• [Document]:
══════════════════════════════
Michael Vey: Storm of Lightning is the fifth book in Richard Paul Evans series Michael Vey, a heptalogy. It was released in September 2015.

Sequel
The sequel to this book, Michael Vey: Fall of Hades, was published on September 13, 2016.

Plot
The book opens with Timepiece Ranch, the headquarters of the resistance being attacked by the Elgen. The ranch is completely destroyed, but was also completely empty. There were no deaths, besides those on the side of the Elgen. When the head EGG, Welch, of the Elgen informs Dr. Hatch that the mission was a failure and that the Electroclan escaped with Jade Dragon, Dr. Hatch shows little visible reaction. He instead informs his EGG about his plans to take over the island nations of Tuvalu and make that his home base of operations. He then arrests Welch, strips him of his title and restrains him, intending to feed Welch to his electric rats once they reach Tuvalu.
══════════════════════════════
• [Records provided]:
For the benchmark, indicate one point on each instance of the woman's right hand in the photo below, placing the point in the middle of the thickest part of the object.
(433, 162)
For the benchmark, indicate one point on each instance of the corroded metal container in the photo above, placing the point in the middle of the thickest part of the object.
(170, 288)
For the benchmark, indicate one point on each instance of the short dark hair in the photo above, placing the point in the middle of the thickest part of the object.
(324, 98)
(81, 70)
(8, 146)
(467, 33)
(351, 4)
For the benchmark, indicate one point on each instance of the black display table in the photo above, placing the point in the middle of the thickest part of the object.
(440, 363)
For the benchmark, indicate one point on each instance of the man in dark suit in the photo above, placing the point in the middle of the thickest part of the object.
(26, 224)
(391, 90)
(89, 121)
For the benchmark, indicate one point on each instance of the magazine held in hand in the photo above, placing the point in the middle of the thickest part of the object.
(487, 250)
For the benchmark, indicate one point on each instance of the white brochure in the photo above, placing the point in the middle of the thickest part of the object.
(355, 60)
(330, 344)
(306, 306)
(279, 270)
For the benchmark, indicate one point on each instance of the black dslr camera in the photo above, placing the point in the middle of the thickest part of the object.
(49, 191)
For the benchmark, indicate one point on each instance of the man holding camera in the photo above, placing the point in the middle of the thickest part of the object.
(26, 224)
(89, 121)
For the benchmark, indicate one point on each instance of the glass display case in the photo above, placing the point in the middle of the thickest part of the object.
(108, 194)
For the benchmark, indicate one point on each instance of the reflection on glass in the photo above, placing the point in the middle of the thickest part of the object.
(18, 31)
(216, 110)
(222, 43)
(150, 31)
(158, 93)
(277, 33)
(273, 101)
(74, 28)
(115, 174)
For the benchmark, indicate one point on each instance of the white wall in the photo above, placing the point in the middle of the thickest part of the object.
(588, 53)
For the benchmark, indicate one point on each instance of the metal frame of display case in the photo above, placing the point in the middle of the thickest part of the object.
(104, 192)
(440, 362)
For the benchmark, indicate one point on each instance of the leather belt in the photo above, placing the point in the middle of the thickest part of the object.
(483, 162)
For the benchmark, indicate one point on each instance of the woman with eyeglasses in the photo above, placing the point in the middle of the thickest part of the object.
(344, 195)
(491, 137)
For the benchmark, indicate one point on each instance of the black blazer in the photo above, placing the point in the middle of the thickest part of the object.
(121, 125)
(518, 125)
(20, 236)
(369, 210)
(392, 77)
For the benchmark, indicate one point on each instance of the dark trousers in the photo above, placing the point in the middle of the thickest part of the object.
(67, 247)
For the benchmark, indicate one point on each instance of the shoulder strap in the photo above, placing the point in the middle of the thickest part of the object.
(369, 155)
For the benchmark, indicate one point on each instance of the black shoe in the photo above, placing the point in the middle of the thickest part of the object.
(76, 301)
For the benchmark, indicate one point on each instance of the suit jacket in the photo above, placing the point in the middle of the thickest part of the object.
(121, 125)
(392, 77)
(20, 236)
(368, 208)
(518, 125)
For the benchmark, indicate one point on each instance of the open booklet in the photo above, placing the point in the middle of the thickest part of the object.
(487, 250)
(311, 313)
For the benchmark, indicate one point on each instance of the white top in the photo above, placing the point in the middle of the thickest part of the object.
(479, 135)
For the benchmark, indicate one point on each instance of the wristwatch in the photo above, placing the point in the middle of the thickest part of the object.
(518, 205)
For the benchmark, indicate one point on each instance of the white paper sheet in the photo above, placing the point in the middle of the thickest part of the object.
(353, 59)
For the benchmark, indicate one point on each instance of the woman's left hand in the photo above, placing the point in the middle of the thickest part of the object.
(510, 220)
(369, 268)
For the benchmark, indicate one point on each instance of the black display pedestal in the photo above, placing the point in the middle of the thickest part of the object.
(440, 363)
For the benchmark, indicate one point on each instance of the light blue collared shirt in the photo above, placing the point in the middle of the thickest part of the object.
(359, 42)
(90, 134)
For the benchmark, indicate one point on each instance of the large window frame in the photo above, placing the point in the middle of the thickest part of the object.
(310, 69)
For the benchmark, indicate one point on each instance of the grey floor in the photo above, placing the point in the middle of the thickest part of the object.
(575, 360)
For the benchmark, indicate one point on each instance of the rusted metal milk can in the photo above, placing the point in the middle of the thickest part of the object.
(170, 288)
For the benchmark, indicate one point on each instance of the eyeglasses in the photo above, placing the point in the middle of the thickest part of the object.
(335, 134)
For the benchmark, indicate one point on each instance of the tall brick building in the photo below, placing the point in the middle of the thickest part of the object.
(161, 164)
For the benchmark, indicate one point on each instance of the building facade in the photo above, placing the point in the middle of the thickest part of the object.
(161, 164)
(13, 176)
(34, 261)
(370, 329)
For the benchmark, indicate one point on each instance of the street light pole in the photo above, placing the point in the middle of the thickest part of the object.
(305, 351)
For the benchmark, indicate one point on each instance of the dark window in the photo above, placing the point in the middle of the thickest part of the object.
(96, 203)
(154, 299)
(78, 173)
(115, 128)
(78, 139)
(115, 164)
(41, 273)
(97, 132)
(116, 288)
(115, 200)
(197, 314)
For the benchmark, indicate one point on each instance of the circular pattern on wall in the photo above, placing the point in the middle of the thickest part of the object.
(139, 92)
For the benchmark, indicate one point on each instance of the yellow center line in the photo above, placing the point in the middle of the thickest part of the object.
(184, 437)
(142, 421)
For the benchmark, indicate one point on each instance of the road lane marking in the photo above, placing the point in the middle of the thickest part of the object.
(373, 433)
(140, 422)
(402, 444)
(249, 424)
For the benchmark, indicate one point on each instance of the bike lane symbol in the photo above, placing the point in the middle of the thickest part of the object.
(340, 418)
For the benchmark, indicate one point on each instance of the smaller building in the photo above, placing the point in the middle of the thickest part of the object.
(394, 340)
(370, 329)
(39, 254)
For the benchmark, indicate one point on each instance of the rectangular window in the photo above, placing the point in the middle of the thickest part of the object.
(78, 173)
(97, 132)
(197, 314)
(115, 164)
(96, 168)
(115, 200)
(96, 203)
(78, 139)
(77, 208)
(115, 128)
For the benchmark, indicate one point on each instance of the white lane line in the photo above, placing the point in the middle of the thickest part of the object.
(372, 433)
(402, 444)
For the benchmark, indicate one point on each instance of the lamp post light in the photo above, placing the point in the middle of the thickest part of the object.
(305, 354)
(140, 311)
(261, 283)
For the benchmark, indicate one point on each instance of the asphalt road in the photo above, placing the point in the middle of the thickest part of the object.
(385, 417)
══════════════════════════════
• [The problem]: Please copy the text about Michael Vey: Storm of Lightning from above in full, word for word.

• [Problem solution]:
Michael Vey: Storm of Lightning is the fifth book in Richard Paul Evans series Michael Vey, a heptalogy. It was released in September 2015.

Sequel
The sequel to this book, Michael Vey: Fall of Hades, was published on September 13, 2016.

Plot
The book opens with Timepiece Ranch, the headquarters of the resistance being attacked by the Elgen. The ranch is completely destroyed, but was also completely empty. There were no deaths, besides those on the side of the Elgen. When the head EGG, Welch, of the Elgen informs Dr. Hatch that the mission was a failure and that the Electroclan escaped with Jade Dragon, Dr. Hatch shows little visible reaction. He instead informs his EGG about his plans to take over the island nations of Tuvalu and make that his home base of operations. He then arrests Welch, strips him of his title and restrains him, intending to feed Welch to his electric rats once they reach Tuvalu.